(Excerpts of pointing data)

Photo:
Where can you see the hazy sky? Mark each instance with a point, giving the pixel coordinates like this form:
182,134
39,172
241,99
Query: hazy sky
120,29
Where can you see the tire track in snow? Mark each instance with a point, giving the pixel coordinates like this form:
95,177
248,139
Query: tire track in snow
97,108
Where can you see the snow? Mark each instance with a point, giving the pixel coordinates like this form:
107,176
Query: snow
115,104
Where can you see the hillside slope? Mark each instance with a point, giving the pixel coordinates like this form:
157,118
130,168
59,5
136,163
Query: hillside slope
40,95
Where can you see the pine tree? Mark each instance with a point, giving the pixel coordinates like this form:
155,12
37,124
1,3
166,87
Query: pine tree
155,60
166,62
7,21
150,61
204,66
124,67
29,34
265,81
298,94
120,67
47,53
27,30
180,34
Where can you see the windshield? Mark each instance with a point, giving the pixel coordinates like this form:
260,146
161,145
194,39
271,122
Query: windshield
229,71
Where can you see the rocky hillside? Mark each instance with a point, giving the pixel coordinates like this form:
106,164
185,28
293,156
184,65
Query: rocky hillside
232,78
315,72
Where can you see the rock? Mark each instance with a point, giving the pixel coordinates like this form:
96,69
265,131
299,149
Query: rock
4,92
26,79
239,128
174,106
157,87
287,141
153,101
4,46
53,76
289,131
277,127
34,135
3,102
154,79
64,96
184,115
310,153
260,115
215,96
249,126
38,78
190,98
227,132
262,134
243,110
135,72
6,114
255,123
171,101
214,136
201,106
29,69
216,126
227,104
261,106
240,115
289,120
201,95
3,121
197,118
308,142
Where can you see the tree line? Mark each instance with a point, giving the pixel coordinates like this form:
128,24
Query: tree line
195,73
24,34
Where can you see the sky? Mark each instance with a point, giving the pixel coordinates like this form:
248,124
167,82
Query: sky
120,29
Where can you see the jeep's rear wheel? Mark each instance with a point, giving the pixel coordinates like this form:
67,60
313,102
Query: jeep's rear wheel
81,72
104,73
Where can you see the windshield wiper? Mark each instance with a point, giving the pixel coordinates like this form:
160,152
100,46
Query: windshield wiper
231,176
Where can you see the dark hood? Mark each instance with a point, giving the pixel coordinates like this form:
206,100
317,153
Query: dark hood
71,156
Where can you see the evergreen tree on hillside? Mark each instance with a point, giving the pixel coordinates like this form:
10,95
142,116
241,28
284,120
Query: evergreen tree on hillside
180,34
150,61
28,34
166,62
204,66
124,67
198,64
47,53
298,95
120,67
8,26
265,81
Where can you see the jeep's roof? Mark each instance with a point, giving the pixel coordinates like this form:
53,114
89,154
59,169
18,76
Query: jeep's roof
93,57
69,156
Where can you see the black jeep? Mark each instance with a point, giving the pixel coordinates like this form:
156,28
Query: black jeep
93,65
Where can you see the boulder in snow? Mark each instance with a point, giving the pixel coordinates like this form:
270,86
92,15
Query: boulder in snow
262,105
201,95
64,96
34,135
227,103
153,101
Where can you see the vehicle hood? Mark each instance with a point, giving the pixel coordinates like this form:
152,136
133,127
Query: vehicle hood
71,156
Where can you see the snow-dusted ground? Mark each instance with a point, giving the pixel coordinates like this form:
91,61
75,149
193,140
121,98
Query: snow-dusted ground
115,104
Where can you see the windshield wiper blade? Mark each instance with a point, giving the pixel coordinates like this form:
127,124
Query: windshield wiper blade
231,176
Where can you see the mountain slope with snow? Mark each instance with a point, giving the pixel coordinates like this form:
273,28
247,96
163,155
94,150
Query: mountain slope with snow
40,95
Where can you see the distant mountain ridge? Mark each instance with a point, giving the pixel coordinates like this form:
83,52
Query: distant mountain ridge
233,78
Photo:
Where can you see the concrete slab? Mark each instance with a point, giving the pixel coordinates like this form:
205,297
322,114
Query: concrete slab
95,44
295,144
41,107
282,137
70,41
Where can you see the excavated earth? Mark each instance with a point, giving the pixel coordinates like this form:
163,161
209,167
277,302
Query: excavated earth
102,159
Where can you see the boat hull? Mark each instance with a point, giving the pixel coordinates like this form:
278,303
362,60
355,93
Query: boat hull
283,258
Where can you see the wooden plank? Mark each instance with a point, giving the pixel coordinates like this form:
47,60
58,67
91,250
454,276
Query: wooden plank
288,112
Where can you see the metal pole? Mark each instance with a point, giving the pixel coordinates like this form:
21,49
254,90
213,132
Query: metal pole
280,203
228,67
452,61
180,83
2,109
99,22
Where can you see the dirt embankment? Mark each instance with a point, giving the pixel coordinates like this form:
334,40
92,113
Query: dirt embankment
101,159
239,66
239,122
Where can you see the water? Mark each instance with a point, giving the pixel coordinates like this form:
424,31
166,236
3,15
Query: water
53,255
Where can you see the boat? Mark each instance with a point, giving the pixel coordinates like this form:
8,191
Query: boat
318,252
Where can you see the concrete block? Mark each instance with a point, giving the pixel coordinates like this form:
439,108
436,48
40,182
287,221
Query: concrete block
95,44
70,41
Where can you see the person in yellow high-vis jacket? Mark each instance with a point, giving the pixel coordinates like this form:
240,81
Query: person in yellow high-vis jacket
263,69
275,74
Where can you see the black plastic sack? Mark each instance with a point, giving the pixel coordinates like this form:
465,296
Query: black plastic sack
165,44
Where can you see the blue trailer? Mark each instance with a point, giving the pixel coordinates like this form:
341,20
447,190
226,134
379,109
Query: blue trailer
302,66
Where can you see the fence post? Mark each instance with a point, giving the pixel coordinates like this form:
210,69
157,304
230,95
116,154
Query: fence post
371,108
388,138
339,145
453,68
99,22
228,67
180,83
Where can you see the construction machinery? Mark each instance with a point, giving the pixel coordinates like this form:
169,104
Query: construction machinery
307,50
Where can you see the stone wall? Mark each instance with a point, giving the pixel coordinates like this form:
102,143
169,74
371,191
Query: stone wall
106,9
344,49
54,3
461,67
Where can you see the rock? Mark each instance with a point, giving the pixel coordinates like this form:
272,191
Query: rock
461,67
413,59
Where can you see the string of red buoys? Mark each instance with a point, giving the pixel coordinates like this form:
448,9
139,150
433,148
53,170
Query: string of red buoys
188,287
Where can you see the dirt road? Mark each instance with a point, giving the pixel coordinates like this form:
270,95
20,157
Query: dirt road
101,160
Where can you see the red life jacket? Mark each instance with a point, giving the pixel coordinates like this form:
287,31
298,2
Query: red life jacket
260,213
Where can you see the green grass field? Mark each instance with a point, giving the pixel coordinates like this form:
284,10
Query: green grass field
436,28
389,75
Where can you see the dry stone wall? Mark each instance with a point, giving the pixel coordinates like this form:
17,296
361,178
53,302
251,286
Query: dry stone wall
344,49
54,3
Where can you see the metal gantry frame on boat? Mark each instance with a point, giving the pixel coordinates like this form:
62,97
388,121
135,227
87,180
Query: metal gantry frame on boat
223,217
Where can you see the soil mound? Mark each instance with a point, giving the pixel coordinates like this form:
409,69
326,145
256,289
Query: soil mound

Task description: Give back the whole listing, word for word.

Output for this task:
Photo:
Where can you see the hazy sky? Mark each instance with a point, giving the pixel coordinates like this form:
182,134
39,172
241,99
Query: hazy sky
120,29
Where can you see the tire track in snow? Mark each instance with a point, giving the pixel coordinates like this form:
95,177
248,139
Query: tire track in snow
97,108
Where can you see the snow? Mark each instance with a point, giving the pixel coordinates like this form:
107,176
Query: snow
115,104
Where can you see the hillside slope? Mark each instance with a point, giving the pixel coordinates like this form:
157,118
130,168
59,5
136,163
Query: hillside slope
40,95
Where can you see the pine tree? Mark each instance with a point, giving the pixel coordinates like this form:
155,12
37,124
1,3
166,87
Query: pine tree
155,60
166,62
7,21
150,61
204,66
124,67
29,34
265,81
298,94
120,67
47,53
27,30
180,34
Where can you see the windshield? Mark each instance with a point, giving the pixel coordinates like this form:
260,146
161,145
194,39
271,122
Query: windshield
229,71
Where can you see the rocky hillside? Mark each instance with a point, giving the pixel coordinates like this form:
106,164
185,28
293,156
184,65
Query: rocky hillside
232,78
315,72
Where can you see the rock? Mark each instance with a point, giving the pixel coordinates like this form:
96,69
265,131
299,149
Query: rock
4,92
26,79
239,128
174,106
157,87
287,141
153,101
4,46
53,76
289,131
277,127
34,135
3,102
154,79
64,96
184,115
310,153
260,115
215,96
249,126
38,78
190,98
227,132
262,134
243,110
135,72
6,114
255,123
171,101
214,136
201,106
29,69
216,126
227,104
261,106
240,115
289,120
201,95
3,121
197,118
308,142
Where can you see the tree line? Mark each instance with a point, giving the pixel coordinates like this form:
128,24
Query: tree line
195,73
24,34
Where can you see the sky? Mark each instance with a point, giving the pixel coordinates like this form:
248,124
167,82
Query: sky
120,29
Where can you see the jeep's rear wheel? Mark each instance with a point, giving the pixel coordinates like this form:
67,60
313,102
Query: jeep's rear wheel
81,72
104,73
Where can you see the windshield wiper? Mark each instance with a point, giving the pixel coordinates like this form:
160,152
100,46
Query: windshield wiper
231,176
Where can you see the dark hood? Mark each instance with a point, giving the pixel coordinates like this form:
206,100
317,153
Query: dark hood
71,156
Where can you see the evergreen tree on hillside? Mark each instance with a point, giving the pixel coordinates like this form:
10,95
142,116
241,28
284,120
Query: evergreen tree on hillside
180,34
150,61
28,34
166,62
204,66
124,67
198,64
47,53
298,95
120,67
8,26
265,81
Where can you see the jeep's roof? Mark each instance with a point, giving the pixel coordinates like this form:
53,114
89,154
59,169
18,76
Query: jeep's roof
93,57
69,156
Where can you see the black jeep? Mark each instance with a point, giving the pixel coordinates like this form:
156,28
Query: black jeep
93,65
Where can you see the boulder in snow? Mark each instance with a point, giving the pixel coordinates like this form:
270,86
92,15
Query: boulder in snow
262,105
201,95
64,96
34,135
227,103
153,101
Where can you see the vehicle hood? Mark each instance with a point, giving the pixel coordinates like this form:
152,136
133,127
Query: vehicle hood
71,156
Where can you see the snow-dusted ground? Mark each instance with a point, giving the pixel coordinates like this form:
91,61
75,149
193,140
121,98
Query: snow-dusted ground
115,104
Where can you see the windshield wiper blade? Mark each instance with a point, giving the pixel coordinates like this form:
127,124
Query: windshield wiper blade
231,176
Where can you see the mountain slope with snow? Mark each instance with a point, giving the pixel coordinates like this form:
273,28
247,96
163,155
94,150
Query: mountain slope with snow
40,95
Where can you see the distant mountain ridge? Mark each instance with a point, giving the pixel coordinates like this form:
83,52
Query: distant mountain ridge
233,78
Photo:
Where can you see the concrete slab? Mark each instance with a point, giving the pixel coordinates like this form:
205,297
322,114
Query: concrete slab
95,44
295,144
41,107
282,137
70,41
Where can you see the excavated earth? Mark each instance with a point, giving the pixel coordinates like this form:
163,161
209,167
277,302
Query: excavated earth
102,159
Where can you see the boat hull? Mark each instance with a point, giving the pixel coordinates like this form:
278,303
362,60
355,93
Query: boat hull
283,258
Where can you see the wooden plank? Mark each instance with a point, giving the pixel coordinates like this form:
47,60
58,67
91,250
454,276
Query: wooden plank
288,112
Where can you see the metal pole? Mark each instance with a point, giving the pixel coordinates like this form:
21,49
254,90
213,132
Query: metal pole
280,203
228,67
452,61
180,83
2,109
99,22
Where can you see the dirt embankment? Mark each instance with a point, giving the pixel coordinates like this form:
334,40
92,113
Query: dirt embankment
101,159
239,66
239,122
Where can you see the water? Mark each instance with a point, giving the pixel coordinates like this form:
424,31
166,236
3,15
Query: water
53,255
Where can you see the boat? Mark each instance with a point, giving the pixel coordinates like this form:
8,191
Query: boat
318,252
Where can you see the concrete block? Mark each instance with a point, giving the pixel coordinates like this form:
439,108
436,48
40,182
287,221
Query: concrete block
95,44
70,41
Where can you see the person in yellow high-vis jacket? Mark each instance with a point, giving the pixel coordinates like this form:
240,81
Query: person in yellow high-vis jacket
263,69
275,74
Where can you see the black plastic sack? Mark each instance with a point, giving the pixel coordinates like this form:
465,296
Query: black plastic sack
165,44
Where can you see the blue trailer? Mark each instance with a point, giving the pixel coordinates like this form:
341,20
447,190
226,134
379,109
Query: blue trailer
302,66
Where can you see the fence post? Mark each instance with a point, giving the pixel coordinates like this form:
210,69
157,304
230,95
116,154
Query: fence post
371,108
388,138
339,145
453,68
99,22
228,67
180,83
Where can you see the construction machinery? Mark each instance with a point, giving the pixel coordinates like this form:
169,104
Query: construction machinery
307,50
Where can you see the stone wall? Mark each instance with a point, giving the pixel coordinates like this form:
102,143
169,74
371,191
Query: stone wall
106,9
344,49
54,3
461,67
Where can you see the rock? Mark each instance with a point, giving the pixel coordinates like this form:
272,191
Query: rock
461,67
413,59
Where can you see the string of red buoys? Mark each instance with a point, giving the pixel coordinates like this form:
448,9
139,150
433,148
53,170
Query: string of red buoys
188,287
Where can you see the dirt road? Mark each instance with a point, giving the pixel coordinates like this form:
270,95
20,157
Query: dirt road
101,160
Where can you see the red life jacket? Mark each instance with a point, giving the pixel coordinates like this form:
287,31
298,2
Query: red life jacket
260,213
Where can you see the green grass field? Mark each instance with a point, giving the pixel coordinates like this form:
284,10
Query: green grass field
436,28
389,75
Where can you see the dry stone wall? Mark each instance with a point, giving the pixel coordinates like this form:
17,296
361,178
53,302
251,286
Query: dry stone wall
344,49
54,3
Where can you see the metal gantry frame on boat? Mark each instance with a point, giving the pixel coordinates like this form:
62,97
388,121
135,227
87,180
Query: metal gantry frame on boat
223,217
Where can you see the soil mound? Mark each instance with a point, giving the pixel coordinates like this form:
409,69
326,145
256,289
Query: soil mound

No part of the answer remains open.